Selected passage »
= = = = =
What's needed is an atomic operation which allows us to set is_writing to true, only if it is currently false. Luckily <atomic> provides several read-modify-write (RMW) operations, and the one we can use here is compare_exchange_strong. It allows us to modify an atomic variable, only if it has an expected value:

int data = 0;
std::atomic<bool> is_writing = false;
std::atomic<bool> ready = false;

bool try_produce( int value )
{
	bool expected = false;
	if( !is_writing.compare_exchange_strong( expected, true, std::memory_order_relaxed ) )
	{
		return false;
	}

	data = value;
	ready.store( true, std::memory_order_release );
	return true;
}

Note the use of memory_order_relaxed for the compare_exchange_strong call - we don't care about the memory ordering for this, as it is not used to synchronise any other variables. If we were to alter the value of ready with compare_exchange_strong (which would be pointless), then we would have to use memory_order_release to ensure the write to data was not reordered past the call to compare_exchange_strong.

I based the design of the queue itself on LMAX Disruptor, though as you'll see if you look at the GitHub page, it's made up of a large number of interfaces and classes, I prefer to keep things a bit simpler. What Disruptor boils down to though, is a ring buffer - a fixed-size array which behaves as if it were connected end to end. There is a head and a tail index, items are inserted at the tail and removed at the head, each time advancing the relevant index. When one of the indexes reaches the end of the array, they simply wrap around to 0 again. When the tail catches up with the head, the buffer is full. When the head catches up with the tail, the buffer is empty. It allows you to add and remove items from a queue structure without needing to allocate and free memory on the fly, or move items around.

 
 

What Disruptor actually has is a pair of indexes for the head, and a pair for the tail. When a producer thread wants to insert an item in to the queue, it uses an RMW operation to read the first tail index and then advance it by 1. This allows the producer to "claim" its write index. When it has completed the write, it advances the second tail index. The same goes for reads - first a consumer thread acquires its read index, reads the value, and then advances the second read index.

 
 

You might be thinking "but didn't you only need multiple producers and a single consumer?" The answer is yes, but multiple consumers seemed more interesting, and I'd sort of forgotten by now what the original brief was. On to implementation - I found fences a bit easier to get my head around, and given the added memory ordering constraints which they provided, I decided to write my queue with relaxed loads and stores, and purely fences for synchronisation. Initially I thought of doing something like this:

T* m_data;
size_t m_size;
std::atomic<int> m_head_1;
std::atomic<int> m_head_2;
std::atomic<int> m_tail_1;
std::atomic<int> m_tail_2;

bool try_enqueue( const T& value )
{
	int current_tail = m_tail_1.load();
	const int next_tail = ( current_tail + 1 ) % m_size;
    
	if( m_head_2.load() == next_tail )
	{
		// queue is full
		return false;
	}
    
	if( !m_tail_1.compare_exchange_strong( current_tail, next_tail ) )
= = = = =
Entries »
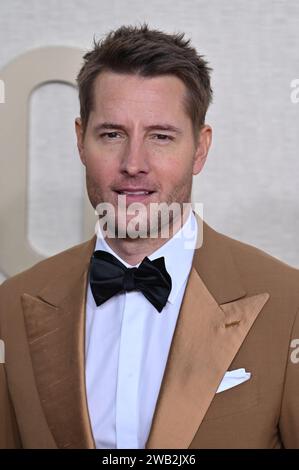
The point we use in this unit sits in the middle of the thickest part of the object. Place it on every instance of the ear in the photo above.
(80, 139)
(203, 144)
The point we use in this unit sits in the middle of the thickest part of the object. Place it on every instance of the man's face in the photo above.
(139, 142)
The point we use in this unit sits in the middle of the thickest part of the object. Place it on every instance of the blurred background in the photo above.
(249, 185)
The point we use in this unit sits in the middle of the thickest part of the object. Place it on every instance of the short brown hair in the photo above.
(148, 53)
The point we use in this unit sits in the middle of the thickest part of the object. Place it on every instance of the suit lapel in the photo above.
(55, 324)
(214, 320)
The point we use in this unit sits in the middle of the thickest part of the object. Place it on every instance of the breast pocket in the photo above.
(234, 400)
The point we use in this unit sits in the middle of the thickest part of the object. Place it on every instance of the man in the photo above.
(132, 341)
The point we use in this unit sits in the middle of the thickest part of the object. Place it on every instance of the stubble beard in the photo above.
(163, 225)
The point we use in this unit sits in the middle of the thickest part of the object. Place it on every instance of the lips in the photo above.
(135, 194)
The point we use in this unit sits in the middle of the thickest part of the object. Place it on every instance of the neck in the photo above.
(133, 251)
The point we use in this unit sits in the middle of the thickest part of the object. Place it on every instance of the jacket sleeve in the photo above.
(9, 435)
(289, 417)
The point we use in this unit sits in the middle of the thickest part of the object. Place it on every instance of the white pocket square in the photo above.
(233, 378)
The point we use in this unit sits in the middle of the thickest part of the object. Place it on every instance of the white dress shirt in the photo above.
(127, 345)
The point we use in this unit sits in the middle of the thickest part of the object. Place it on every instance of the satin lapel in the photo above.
(209, 332)
(55, 324)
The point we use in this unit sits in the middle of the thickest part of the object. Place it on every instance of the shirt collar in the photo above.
(177, 251)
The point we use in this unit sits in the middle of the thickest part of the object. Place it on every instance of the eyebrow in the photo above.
(112, 125)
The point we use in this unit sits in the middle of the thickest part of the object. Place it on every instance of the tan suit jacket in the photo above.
(240, 310)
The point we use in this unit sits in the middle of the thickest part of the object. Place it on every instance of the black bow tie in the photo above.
(108, 276)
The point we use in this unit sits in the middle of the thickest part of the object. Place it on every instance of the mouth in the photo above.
(135, 195)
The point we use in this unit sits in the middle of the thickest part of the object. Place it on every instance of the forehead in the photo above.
(115, 92)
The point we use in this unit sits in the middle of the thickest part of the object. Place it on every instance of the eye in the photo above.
(163, 137)
(110, 135)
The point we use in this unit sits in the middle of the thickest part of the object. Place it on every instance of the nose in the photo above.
(134, 159)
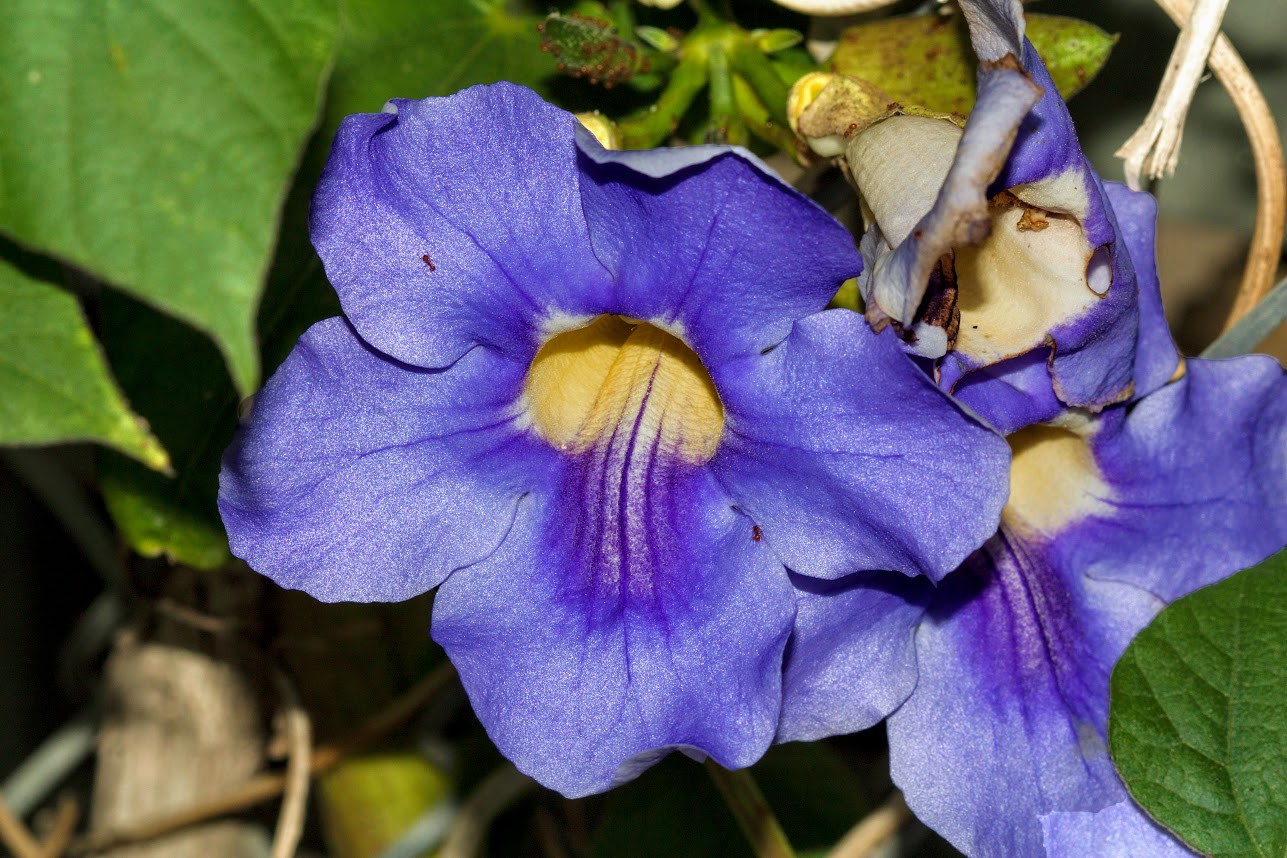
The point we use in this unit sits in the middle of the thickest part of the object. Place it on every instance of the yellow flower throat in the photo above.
(624, 378)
= = = = =
Short task »
Copy the lock-free queue passage word for word, starting at "data = value;" and ending at "call to compare_exchange_strong.".

Solution to the problem »
data = value;
	ready.store( true, std::memory_order_release );
	return true;
}

Note the use of memory_order_relaxed for the compare_exchange_strong call - we don't care about the memory ordering for this, as it is not used to synchronise any other variables. If we were to alter the value of ready with compare_exchange_strong (which would be pointless), then we would have to use memory_order_release to ensure the write to data was not reordered past the call to compare_exchange_strong.